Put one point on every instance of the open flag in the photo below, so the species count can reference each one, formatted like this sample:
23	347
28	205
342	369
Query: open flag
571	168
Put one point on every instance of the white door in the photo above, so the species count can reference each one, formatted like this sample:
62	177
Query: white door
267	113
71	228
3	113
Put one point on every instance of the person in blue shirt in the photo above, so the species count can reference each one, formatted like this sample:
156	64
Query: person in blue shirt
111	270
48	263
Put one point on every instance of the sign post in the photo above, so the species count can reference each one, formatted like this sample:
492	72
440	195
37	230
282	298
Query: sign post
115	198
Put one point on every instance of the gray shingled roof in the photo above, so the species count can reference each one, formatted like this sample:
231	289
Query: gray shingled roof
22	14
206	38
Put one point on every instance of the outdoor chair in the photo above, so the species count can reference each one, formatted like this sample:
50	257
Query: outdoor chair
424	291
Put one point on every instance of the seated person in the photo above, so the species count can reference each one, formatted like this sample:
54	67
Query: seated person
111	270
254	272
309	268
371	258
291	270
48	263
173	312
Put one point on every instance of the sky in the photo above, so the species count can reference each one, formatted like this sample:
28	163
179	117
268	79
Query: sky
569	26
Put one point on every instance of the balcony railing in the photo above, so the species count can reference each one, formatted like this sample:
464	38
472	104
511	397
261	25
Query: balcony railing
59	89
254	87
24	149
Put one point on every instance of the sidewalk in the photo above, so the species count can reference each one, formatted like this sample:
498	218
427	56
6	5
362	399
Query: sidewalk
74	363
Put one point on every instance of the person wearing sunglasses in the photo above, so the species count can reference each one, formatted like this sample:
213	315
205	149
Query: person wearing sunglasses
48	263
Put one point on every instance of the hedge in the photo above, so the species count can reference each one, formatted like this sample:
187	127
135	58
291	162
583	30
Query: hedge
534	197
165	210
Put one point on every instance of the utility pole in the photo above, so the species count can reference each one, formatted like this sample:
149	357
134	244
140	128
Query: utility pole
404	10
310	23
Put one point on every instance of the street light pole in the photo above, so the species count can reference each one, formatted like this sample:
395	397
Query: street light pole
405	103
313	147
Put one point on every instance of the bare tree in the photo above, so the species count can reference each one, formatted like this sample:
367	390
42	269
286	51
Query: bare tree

• • •

WHAT IS NEEDED
Please copy out the preceding data in full, exactly as written.

ANSWER TO THIS PROBLEM
Put one point on every instance of the open flag in the photo below, so the species count can reference each one, formatted like this sample:
23	347
28	205
342	369
Query: open flag
571	168
Put one point on every instance of the white door in the photo above, so the species count can reference each one, formatted like this sample:
62	177
Query: white door
267	113
71	228
3	113
Put one point on every instance of the person in blue shirt in the photo above, so the species count can reference each one, formatted like this sample:
156	64
Query: person in blue shirt
111	270
48	263
Put one point on every instance of the sign post in the photo above, so the species count can reference each one, formatted like this sample:
492	72
440	195
37	230
282	298
Query: sign post
115	198
Put one point on every instance of the gray shingled roof in the photo above, so the species count can reference each one, formatted like this sample:
231	289
Query: gray shingled roof
22	14
206	38
Put one point on every instance of the outdoor chair in the photo above, so the species count can reference each one, formatted like this sample:
50	257
Query: outdoor chair
424	291
Put one point on every instance of the seated person in the photo above, so the species count can reference each one, formatted like this sample:
54	67
Query: seated person
111	270
254	272
309	268
371	258
291	270
48	263
173	312
Put one point on every instance of the sky in the photo above, so the species count can reference each one, formatted like this sample:
28	163
179	117
268	79
Query: sky
569	26
Put one point on every instance of the balcony railing in the photo above, so the species count can reference each one, formatted like this sample:
464	38
472	104
511	397
261	25
Query: balcony railing
59	89
254	87
24	149
Put one point on every instance of the sidewalk in the photo above, so the species count can reference each one, formatted like this sample:
498	218
427	56
6	5
362	399
Query: sidewalk
74	363
Put one point on every instance of the person wearing sunglasses in the photo above, so the species count can reference each one, formatted like this sample:
213	315
205	149
Query: person wearing sunglasses
48	263
Put one point on every instance of the hedge in the photo above, so the species count can reference each one, formatted like this sample:
187	127
135	58
291	162
583	30
Query: hedge
534	197
165	210
Put one point on every instance of the utility pole in the photo above, so the species count can reference each one, formatted like this sample:
149	357
134	244
140	128
Query: utility pole
404	10
310	23
Put one point on every instance of the street light pole in the photo above, so the species count can reference each one, formatted like this sample:
395	397
Query: street light pole
405	103
313	147
Put one point on every instance of the bare tree in the photo above, so the species count can reference each one, formatted like this sample:
367	390
42	269
286	51
Query: bare tree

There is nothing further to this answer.